A woman whom the Boston Globe alleged suspected Ricardo Arroyo of sexually assaulting her after she blacked out at a party in 2007 hit back at the daily newspaper in a statement released Wednesday stating that Arroyo was never a suspect in her assault and charging that an investigator hired by District Attorney Kevin Hayden’s campaign told her she would be part of a political scandal.

Speaking through an attorney, who read her statement during a press conference held by the Arroyo campaign, the woman said she repeatedly told the Globe that Arroyo, who was then 17 years old, had nothing to do with her assault.

“On August 16th I told the Globe that I do not associate anything that happened to me with Ricardo Arroyo,” she said in a statement read by attorney Brigite Melo-Cronin. “Despite me telling them this, the Globe continued to push me to say what they were alleging. On August 17th, I made it clear to them that Ricardo Arroyo never assaulted me. I am shocked, despite that, somehow, they still included me in their story.”

▬▬▬▬▬▬

Stated task 1: According to the news excerpt about the Globe and Ricardo Arroyo, why does the woman say she is shocked?

Part of a data file:
▬▬▬▬▬▬

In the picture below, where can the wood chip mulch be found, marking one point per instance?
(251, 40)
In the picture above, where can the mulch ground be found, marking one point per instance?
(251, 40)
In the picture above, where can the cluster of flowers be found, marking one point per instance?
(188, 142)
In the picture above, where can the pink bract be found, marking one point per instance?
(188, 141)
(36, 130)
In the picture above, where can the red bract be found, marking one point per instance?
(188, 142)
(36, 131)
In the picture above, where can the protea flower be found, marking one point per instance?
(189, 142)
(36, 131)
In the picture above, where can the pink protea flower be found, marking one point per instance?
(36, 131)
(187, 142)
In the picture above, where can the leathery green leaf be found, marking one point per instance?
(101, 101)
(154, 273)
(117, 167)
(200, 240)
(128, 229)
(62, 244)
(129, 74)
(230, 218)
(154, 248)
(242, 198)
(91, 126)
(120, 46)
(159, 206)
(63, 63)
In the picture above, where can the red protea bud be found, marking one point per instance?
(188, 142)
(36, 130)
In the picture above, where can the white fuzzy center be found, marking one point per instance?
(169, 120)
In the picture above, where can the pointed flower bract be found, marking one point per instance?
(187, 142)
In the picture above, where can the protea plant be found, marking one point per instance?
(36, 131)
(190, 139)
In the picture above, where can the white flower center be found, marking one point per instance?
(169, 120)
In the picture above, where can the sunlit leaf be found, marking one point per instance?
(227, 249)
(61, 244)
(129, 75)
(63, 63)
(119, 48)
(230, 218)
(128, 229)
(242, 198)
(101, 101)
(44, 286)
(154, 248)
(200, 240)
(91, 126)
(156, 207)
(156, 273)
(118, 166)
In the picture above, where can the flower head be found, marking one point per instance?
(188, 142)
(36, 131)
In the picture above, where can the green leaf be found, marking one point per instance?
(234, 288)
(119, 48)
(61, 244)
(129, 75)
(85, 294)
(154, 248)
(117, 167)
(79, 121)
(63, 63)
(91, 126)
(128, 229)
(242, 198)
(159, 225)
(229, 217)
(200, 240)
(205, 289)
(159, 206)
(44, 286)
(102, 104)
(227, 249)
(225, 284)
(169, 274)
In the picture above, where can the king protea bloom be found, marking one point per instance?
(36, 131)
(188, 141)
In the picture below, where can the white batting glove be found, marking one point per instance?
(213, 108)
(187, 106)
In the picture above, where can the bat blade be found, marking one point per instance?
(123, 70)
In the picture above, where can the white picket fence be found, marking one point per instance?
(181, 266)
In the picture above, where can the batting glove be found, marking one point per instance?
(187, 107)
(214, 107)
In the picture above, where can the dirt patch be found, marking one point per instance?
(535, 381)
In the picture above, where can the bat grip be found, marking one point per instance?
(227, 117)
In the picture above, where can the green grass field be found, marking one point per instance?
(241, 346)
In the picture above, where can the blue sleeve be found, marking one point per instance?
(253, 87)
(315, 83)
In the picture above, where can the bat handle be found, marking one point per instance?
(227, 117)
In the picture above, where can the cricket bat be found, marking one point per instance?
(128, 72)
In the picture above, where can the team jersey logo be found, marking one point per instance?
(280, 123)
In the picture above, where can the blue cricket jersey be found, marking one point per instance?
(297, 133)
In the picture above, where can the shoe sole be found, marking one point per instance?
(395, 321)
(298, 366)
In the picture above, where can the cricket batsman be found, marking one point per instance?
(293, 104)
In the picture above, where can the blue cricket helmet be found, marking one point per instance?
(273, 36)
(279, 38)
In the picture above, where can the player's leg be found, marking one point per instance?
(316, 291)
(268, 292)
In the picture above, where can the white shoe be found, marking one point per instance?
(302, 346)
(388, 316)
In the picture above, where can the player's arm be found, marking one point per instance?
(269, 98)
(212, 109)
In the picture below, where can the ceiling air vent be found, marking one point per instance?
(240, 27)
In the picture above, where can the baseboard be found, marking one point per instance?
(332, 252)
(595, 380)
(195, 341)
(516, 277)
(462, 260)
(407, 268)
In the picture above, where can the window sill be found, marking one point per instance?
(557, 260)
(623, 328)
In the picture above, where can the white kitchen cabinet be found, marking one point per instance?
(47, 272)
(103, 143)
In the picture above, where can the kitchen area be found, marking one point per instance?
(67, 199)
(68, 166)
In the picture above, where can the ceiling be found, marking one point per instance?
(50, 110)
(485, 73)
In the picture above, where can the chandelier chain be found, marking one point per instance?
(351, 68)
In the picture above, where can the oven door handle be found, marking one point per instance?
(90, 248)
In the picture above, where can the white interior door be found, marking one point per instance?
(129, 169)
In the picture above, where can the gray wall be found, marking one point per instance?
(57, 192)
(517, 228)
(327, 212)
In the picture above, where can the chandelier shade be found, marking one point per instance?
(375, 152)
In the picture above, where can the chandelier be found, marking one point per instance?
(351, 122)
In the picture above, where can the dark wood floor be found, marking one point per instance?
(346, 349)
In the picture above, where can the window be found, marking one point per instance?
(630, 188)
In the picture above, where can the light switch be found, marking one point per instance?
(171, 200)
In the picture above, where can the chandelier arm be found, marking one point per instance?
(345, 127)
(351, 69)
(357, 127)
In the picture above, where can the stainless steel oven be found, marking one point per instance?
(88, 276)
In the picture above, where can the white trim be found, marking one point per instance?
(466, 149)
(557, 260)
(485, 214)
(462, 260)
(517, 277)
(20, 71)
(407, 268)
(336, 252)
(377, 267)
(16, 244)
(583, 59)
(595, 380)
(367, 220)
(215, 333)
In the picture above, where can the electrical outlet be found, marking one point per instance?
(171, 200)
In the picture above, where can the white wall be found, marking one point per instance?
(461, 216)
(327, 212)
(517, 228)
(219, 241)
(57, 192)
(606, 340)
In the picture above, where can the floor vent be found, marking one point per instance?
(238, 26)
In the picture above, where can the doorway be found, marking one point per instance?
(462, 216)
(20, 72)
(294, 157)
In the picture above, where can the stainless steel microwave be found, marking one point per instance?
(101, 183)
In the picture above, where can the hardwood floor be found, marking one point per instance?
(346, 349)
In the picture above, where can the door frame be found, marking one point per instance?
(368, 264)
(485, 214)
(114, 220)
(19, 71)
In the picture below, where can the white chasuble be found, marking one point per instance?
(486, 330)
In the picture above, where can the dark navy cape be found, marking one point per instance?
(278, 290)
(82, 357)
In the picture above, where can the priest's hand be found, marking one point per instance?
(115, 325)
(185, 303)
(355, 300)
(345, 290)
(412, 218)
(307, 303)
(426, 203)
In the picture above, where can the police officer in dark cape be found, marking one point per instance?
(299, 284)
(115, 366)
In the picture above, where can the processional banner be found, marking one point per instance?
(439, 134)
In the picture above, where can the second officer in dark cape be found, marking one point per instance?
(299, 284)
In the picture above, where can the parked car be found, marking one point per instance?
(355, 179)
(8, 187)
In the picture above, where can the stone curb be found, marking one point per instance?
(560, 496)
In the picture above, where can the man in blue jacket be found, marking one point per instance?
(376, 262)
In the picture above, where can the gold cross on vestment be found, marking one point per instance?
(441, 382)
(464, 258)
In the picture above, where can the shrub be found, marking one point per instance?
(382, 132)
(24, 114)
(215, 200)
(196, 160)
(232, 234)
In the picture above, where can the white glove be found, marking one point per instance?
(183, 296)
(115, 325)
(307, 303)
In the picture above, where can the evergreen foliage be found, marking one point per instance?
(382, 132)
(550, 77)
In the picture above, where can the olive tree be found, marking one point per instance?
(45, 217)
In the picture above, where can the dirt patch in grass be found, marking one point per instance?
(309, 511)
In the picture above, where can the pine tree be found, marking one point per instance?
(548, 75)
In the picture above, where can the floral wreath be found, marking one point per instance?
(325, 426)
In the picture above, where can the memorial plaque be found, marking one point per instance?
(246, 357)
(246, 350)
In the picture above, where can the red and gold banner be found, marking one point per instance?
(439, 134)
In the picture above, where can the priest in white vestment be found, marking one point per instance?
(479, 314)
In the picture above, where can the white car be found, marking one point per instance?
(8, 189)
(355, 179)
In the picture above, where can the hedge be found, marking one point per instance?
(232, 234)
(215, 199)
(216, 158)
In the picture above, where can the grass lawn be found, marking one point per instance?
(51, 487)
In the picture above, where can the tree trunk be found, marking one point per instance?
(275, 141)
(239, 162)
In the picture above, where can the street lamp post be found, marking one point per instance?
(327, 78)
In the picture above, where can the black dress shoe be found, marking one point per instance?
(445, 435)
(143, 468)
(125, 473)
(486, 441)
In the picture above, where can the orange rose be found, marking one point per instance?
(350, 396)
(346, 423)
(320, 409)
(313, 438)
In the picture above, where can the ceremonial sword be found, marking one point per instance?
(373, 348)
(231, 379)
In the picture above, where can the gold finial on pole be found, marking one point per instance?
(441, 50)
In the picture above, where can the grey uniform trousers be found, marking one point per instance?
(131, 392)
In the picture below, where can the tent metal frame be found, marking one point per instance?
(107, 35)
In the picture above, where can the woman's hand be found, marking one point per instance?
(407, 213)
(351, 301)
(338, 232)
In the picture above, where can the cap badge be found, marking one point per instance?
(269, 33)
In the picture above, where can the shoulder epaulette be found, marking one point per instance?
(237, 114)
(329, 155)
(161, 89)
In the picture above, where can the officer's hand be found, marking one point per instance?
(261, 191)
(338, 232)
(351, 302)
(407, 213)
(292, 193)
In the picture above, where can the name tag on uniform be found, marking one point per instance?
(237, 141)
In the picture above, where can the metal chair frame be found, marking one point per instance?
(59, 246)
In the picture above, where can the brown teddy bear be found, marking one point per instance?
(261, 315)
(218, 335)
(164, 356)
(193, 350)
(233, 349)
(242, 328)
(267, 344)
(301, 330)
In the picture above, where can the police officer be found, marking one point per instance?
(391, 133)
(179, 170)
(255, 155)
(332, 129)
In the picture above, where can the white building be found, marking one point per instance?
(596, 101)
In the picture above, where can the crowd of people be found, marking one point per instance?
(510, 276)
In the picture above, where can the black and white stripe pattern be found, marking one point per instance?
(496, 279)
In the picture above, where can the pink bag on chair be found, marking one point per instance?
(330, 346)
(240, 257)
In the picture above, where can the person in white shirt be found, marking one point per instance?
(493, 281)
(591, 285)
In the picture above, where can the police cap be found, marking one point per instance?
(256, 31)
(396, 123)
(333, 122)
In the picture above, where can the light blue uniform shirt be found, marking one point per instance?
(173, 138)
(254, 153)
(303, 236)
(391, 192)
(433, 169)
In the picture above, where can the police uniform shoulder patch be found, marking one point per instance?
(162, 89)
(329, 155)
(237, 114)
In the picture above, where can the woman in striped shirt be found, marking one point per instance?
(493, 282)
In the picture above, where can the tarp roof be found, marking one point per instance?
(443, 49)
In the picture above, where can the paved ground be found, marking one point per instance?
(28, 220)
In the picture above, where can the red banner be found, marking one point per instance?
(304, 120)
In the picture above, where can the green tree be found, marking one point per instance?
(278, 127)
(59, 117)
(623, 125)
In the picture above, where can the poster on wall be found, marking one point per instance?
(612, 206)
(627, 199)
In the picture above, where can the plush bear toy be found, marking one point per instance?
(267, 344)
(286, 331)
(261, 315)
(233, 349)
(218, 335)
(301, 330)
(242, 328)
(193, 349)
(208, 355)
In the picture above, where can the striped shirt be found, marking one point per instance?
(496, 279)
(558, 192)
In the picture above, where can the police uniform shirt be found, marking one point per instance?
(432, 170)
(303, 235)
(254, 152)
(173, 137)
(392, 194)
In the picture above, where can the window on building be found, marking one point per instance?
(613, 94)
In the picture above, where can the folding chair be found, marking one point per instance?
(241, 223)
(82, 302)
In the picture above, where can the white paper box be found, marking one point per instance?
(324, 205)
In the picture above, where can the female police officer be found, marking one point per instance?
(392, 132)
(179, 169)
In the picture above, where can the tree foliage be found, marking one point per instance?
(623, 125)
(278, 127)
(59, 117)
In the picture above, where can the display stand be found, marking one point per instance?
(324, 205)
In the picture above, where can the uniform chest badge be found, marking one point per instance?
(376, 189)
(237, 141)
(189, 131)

▬▬▬▬▬▬

Stated task 2: Copy word for word the part of the records that opens with the line containing "In the picture above, where can the striped" and runs through the end of the records.

Correct output 1: On August 16 she told the Globe that she did not associate anything that happened to her with Ricardo Arroyo, and on August 17 she made it clear that he never assaulted her. She is shocked because the Globe still included her in its story despite this.

Correct output 2:
In the picture above, where can the striped shirt be found, marking one point per instance?
(496, 279)
(558, 192)
In the picture above, where can the police uniform shirt be found, marking one point per instance?
(432, 170)
(303, 235)
(254, 152)
(173, 137)
(392, 194)
In the picture above, where can the window on building be found, marking one point per instance?
(613, 94)
In the picture above, where can the folding chair be found, marking one point per instance?
(241, 223)
(82, 302)
In the picture above, where can the white paper box be found, marking one point per instance?
(324, 205)
In the picture above, where can the female police officer be found, marking one point per instance?
(392, 132)
(179, 169)
In the picture above, where can the tree foliage be found, marking one point per instance?
(623, 125)
(278, 127)
(59, 117)
In the picture above, where can the display stand be found, marking one point per instance?
(324, 205)
In the picture above, where can the uniform chest badge be found, marking one point per instance?
(376, 189)
(237, 141)
(189, 131)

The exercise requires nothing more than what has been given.